### Assigned task
Write out the records below once more, exactly and completely.

### Source data
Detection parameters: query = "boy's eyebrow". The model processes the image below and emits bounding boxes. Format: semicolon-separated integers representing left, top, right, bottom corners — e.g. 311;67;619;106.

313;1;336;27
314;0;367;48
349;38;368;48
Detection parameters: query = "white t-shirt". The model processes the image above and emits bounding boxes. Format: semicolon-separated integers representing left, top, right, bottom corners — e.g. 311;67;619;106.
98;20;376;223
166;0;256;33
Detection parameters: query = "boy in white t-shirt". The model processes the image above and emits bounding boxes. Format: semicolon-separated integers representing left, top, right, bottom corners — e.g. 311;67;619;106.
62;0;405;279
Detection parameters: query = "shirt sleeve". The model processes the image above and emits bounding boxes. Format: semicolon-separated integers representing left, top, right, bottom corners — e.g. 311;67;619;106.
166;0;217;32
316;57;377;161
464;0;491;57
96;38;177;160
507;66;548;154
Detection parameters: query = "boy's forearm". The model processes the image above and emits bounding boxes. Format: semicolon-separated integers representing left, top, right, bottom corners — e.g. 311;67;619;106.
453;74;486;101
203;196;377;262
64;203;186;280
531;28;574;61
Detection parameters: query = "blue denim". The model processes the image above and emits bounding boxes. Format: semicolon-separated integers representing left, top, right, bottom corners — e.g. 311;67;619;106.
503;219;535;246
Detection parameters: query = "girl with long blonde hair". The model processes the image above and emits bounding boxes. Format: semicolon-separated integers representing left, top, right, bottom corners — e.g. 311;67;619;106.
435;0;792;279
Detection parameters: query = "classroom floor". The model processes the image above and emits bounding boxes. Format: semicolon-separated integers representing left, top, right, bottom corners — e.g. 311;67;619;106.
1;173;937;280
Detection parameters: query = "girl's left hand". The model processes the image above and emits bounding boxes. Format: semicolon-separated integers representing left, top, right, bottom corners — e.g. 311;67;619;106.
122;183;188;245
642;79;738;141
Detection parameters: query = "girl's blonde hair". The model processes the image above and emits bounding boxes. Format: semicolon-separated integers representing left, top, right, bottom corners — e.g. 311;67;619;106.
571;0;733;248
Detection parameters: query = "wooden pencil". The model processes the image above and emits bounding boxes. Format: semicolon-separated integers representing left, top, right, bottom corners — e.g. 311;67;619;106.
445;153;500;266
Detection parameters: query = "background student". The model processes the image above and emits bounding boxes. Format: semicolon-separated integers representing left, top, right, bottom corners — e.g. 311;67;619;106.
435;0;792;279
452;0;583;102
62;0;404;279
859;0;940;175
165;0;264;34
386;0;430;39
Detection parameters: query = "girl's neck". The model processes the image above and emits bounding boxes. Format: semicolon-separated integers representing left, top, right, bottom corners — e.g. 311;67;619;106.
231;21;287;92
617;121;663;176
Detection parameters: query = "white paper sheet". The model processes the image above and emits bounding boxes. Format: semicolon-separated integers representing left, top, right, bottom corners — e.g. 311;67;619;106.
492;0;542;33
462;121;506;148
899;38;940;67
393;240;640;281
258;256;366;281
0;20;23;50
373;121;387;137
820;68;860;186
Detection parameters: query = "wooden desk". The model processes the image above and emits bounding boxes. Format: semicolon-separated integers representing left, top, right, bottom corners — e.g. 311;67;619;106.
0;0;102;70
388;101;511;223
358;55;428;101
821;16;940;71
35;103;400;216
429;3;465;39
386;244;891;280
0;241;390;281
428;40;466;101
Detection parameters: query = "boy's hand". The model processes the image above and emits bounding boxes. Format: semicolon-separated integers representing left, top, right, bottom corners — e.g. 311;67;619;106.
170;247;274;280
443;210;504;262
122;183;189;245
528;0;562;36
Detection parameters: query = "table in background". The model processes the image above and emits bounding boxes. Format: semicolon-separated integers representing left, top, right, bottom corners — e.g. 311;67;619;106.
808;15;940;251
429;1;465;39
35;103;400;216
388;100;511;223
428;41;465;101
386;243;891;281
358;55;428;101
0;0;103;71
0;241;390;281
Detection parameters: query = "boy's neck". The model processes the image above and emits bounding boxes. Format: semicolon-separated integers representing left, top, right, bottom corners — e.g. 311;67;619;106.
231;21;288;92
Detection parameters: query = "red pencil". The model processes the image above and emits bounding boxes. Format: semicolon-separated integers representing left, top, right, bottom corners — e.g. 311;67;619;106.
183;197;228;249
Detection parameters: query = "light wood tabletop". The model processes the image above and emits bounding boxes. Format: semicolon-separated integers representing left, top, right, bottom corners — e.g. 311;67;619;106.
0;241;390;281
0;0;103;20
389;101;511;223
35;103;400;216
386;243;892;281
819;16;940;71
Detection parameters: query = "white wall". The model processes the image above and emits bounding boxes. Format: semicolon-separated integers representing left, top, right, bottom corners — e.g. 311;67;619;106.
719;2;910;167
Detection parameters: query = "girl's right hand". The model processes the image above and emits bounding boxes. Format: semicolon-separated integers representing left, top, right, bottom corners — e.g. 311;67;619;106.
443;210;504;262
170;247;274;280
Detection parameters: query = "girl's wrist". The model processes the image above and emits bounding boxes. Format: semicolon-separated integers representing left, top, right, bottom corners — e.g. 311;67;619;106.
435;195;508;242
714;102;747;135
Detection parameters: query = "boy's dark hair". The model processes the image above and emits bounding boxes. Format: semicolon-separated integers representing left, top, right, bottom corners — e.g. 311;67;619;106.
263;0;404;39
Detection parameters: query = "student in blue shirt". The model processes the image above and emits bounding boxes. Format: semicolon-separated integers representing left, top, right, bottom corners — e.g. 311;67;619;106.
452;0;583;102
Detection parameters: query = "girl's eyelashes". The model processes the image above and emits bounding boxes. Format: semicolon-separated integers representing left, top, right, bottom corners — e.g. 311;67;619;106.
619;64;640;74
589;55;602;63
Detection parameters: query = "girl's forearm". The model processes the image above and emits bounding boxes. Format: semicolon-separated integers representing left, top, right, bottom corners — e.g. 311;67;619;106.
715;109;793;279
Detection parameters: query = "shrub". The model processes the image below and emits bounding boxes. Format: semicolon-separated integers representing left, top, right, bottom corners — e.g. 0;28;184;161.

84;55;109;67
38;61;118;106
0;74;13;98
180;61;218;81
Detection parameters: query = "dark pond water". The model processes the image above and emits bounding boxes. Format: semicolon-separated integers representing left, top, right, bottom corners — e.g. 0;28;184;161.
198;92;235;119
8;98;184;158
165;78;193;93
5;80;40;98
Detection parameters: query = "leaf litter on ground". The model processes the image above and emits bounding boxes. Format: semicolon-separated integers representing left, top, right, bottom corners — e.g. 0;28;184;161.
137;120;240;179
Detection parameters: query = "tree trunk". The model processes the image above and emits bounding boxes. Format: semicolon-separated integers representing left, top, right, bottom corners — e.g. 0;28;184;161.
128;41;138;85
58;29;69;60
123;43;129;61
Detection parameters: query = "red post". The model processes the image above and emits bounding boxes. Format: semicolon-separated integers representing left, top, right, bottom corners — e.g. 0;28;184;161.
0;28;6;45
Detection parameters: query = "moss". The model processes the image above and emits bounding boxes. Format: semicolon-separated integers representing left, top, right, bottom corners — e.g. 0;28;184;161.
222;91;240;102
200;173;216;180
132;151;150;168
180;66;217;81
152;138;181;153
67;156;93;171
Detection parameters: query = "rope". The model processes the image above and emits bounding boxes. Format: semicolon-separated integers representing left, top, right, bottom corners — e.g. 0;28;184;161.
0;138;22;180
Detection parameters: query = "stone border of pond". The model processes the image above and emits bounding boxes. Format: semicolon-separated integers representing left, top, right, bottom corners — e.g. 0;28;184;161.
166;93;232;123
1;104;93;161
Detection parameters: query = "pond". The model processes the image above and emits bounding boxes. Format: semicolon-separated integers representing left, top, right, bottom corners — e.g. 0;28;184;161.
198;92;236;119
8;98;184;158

### Response to the exercise
Detection parameters: query = "boy's eyebrow". The model processes the image below and emits bounding boxes. Format: semicolon-separated integers representing left, top, right, bottom corners — e.g. 311;67;619;106.

313;1;336;27
314;0;367;48
349;38;368;48
Detection parameters: query = "white t-shirt". The model processes the image above and emits bounding boxes. Format: semicolon-separated integers representing left, top, right, bottom corners — e.g. 311;67;619;106.
98;20;376;223
166;0;256;33
Detection parameters: query = "boy in white t-shirt". The model processes the image above and emits bounding boxes. Format: semicolon-separated integers representing left, top, right, bottom corners — e.g. 311;67;619;106.
62;0;405;279
Detection parameters: query = "shirt sleeve". The model processes the image above and emits bounding boxes. Format: semicolon-separated integers representing left, top, right, bottom corners — e.g. 311;67;619;106.
166;0;217;32
316;57;377;161
464;0;491;57
96;38;177;160
507;66;548;154
Detection parameters: query = "boy's forearm". The model processes the image above and emits bounding boxes. Format: semicolon-separated integers representing left, top, right, bottom corners — e.g. 311;67;619;106.
453;74;486;101
203;196;377;262
64;203;186;280
531;28;574;61
Detection parameters: query = "blue denim". The model processes the image above and emits bounding boxes. Format: semicolon-separated integers representing left, top, right, bottom corners — e.g. 311;67;619;106.
503;219;535;246
Detection parameters: query = "girl with long blonde hair". The model processes the image above and emits bounding boxes. Format: semicolon-separated integers representing left, top, right, bottom corners — e.g. 311;67;619;106.
435;0;792;279
Detection parameters: query = "classroom floor". The model processes the image above and emits bounding boxes. Format: semicolon-separated integers representing left, top, right, bottom corners — e.g. 311;67;619;106.
1;173;937;280
Detection parameters: query = "girl's left hand". The model processes the image above and emits bounding boxes. Format: semicolon-separated integers representing left, top, right, bottom corners — e.g. 311;67;619;106.
122;183;188;245
642;79;738;141
Detection parameters: query = "girl's blonde hair". The model processes the image above and emits bounding boxes. Format: semicolon-separated integers representing left, top, right, bottom corners — e.g. 311;67;619;106.
571;0;733;248
Detection parameters: query = "wooden pencil". The model processes the image above and emits bounding boxes. Format: semicolon-separated integers representing left, top, right, bottom corners — e.g. 311;67;619;106.
445;153;500;266
Detection parameters: query = "background student". The model processes the image above and emits bounding boxes. Format: semicolon-separated integers representing left, top, right, bottom corners — e.g. 311;67;619;106.
435;0;792;279
452;0;583;102
62;0;404;279
859;0;940;175
165;0;264;34
386;0;430;39
Detection parameters: query = "girl's neck". The model processes the image above and emits bounding boxes. Format: semicolon-separated integers representing left, top, right, bottom corners — e.g. 311;67;619;106.
231;21;287;92
617;121;663;176
Detection parameters: query = "white paper sheet". The model processes the image above and emits bounding boxes. Format: semicolon-separated integers representing left, top, right, bottom corners — e.g. 311;67;619;106.
492;0;542;33
462;121;506;148
899;38;940;67
393;240;640;281
258;256;366;281
0;20;23;50
373;121;387;137
820;68;860;186
Detection parameters: query = "wooden desk". The model processes the image above and emits bounding boxes. Format: semicolon-separated integers representing left, top, right, bottom corners — e.g. 311;67;619;106.
0;0;102;70
388;101;511;223
358;55;428;101
821;16;940;71
35;103;400;216
429;3;465;39
386;244;891;280
0;241;390;281
428;40;466;101
Detection parameters: query = "boy's hand". The model processes the image above and emits bounding boxes. Format: semicolon-separated integers representing left, top, right, bottom corners — e.g. 311;67;619;106.
170;247;274;280
443;210;504;262
122;183;189;245
528;0;562;36
Detection parameters: query = "table in background". The model processes the image above and emits bounding boxes. Format: semicolon-separated integers representing left, top, right, bottom corners — e.g. 311;67;619;106.
808;15;940;251
429;1;465;39
35;103;400;216
388;100;511;223
428;41;465;101
386;243;891;281
358;55;428;101
0;0;103;71
0;241;390;281
Detection parameters: query = "boy's neck". The model processes the image above and emits bounding boxes. Format: semicolon-separated integers representing left, top, right, bottom corners — e.g. 311;67;619;106.
231;21;288;92
Detection parameters: query = "red pencil". The model processes the image above and emits bounding boxes. Format: semicolon-separated integers representing left, top, right, bottom corners — e.g. 311;67;619;106.
183;197;228;249
Detection parameters: query = "light wood tabletop". The model processes the image above and emits bounding boxes. Format: semicolon-separated integers representing left, top, right, bottom corners — e.g. 311;67;619;106.
0;241;390;281
0;0;103;20
389;101;511;223
35;103;400;216
386;243;892;281
819;16;940;71
Detection parameters: query = "white wall". The model processes the image above and emits bounding boxes. Format: semicolon-separated integers representing left, top, right, bottom corners — e.g. 311;67;619;106.
719;2;910;167
Detection parameters: query = "girl's right hand". The model processes the image above and emits bounding boxes. Format: semicolon-separated integers representing left, top, right, bottom corners — e.g. 311;67;619;106.
443;210;504;262
170;247;274;280
Detection parameters: query = "girl's wrist". The model processes the image above and emits bounding boxes. Format: semicolon-separated integers representing left, top, right, bottom corners — e.g. 311;67;619;106.
435;195;508;242
714;102;747;135
Detection parameters: query = "boy's dark hair". The model processes the image above and emits bounding boxes. Format: semicolon-separated integers representing left, top, right, bottom corners — e.g. 311;67;619;106.
263;0;404;39
Detection parameters: query = "student in blue shirt". The model processes the image above and emits bounding boxes. Format: semicolon-separated integers representing left, top, right, bottom corners — e.g. 311;67;619;106.
452;0;583;102
Detection parameters: query = "girl's eyelashes". The model processes the image above and emits bounding boxes. Format: semicolon-separated integers representing left, top, right, bottom corners — e.g. 311;67;619;106.
619;64;640;74
589;55;602;63
Detection parameters: query = "girl's forearm". The model processes the image above and emits bounding boxes. Format: semicolon-separated integers representing left, top, right, bottom corners — e.g. 311;67;619;106.
715;109;793;279
Detection parameters: query = "shrub". The model processes the image below and emits bounding boxes. Format: semicolon-separated integers representing left, top, right, bottom corners — e.g. 0;28;184;161.

84;55;109;67
38;61;118;106
0;74;13;98
180;61;218;81
Detection parameters: query = "dark pond water". The model processes the image above and emits bounding boxes. Format: semicolon-separated integers representing left, top, right, bottom corners — e.g. 0;28;184;161.
198;92;235;119
8;98;184;158
165;78;193;93
5;80;40;98
Detection parameters: query = "leaf litter on ground". The model processes the image above and emits bounding boxes. Format: semicolon-separated integers representing left, top, right, bottom corners — e.g. 0;28;184;161.
137;120;240;179
Detection parameters: query = "tree trunk". The model processes the image above and emits bounding boxes. Format: semicolon-separated integers representing left, top, right, bottom corners — e.g. 0;28;184;161.
128;41;138;85
58;29;69;60
123;43;129;61
Detection parameters: query = "red post". The model processes the image above and emits bounding boxes. Format: semicolon-separated integers representing left, top, right, bottom corners — e.g. 0;28;184;161.
0;28;6;45
Detection parameters: query = "moss". The model processes the image above and emits bounding boxes. Format: semicolon-separated integers representing left, top, right, bottom corners — e.g. 0;28;184;161.
222;91;240;102
200;173;216;180
132;151;150;168
180;66;217;81
152;138;181;153
67;156;93;171
Detection parameters: query = "rope". The model processes the image above and emits bounding boxes. Format: semicolon-separated integers representing left, top, right, bottom corners — e.g. 0;28;184;161.
0;138;22;180
Detection parameters: query = "stone border of pond". The model processes the image above and emits bounding boxes. Format: semicolon-separated integers representing left, top, right, bottom corners — e.g. 0;28;184;161.
166;93;232;123
1;104;93;161
Detection parameters: query = "pond". The model processes the image above and emits bounding boxes. Format: semicolon-separated integers representing left, top, right, bottom corners — e.g. 0;28;184;161.
198;92;236;119
8;98;184;158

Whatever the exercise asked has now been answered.